#### ROWS

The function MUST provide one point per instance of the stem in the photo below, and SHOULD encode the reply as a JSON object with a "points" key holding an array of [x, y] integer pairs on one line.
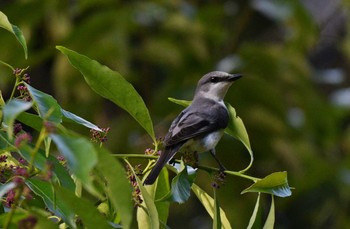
{"points": [[14, 87], [124, 156], [239, 174], [13, 206], [203, 167]]}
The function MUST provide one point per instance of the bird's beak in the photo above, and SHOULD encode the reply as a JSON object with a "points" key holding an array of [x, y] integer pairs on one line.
{"points": [[234, 77]]}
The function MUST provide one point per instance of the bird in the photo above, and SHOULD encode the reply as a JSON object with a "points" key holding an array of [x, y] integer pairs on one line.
{"points": [[200, 126]]}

########

• _GOAL_: Convert the portion of the records that begins with the line containing "the bird in" and continues through the end of the records into a JSON list of strings, one string per line, omitting any blank lines.

• _FINAL RESULT_:
[
  "The function MUST provide one point per instance of the bird in the photo above, and SHOULD encode the reply as a JSON object with a \"points\" key holding an array of [x, y] integer pairs on one line.",
  "{\"points\": [[200, 126]]}"
]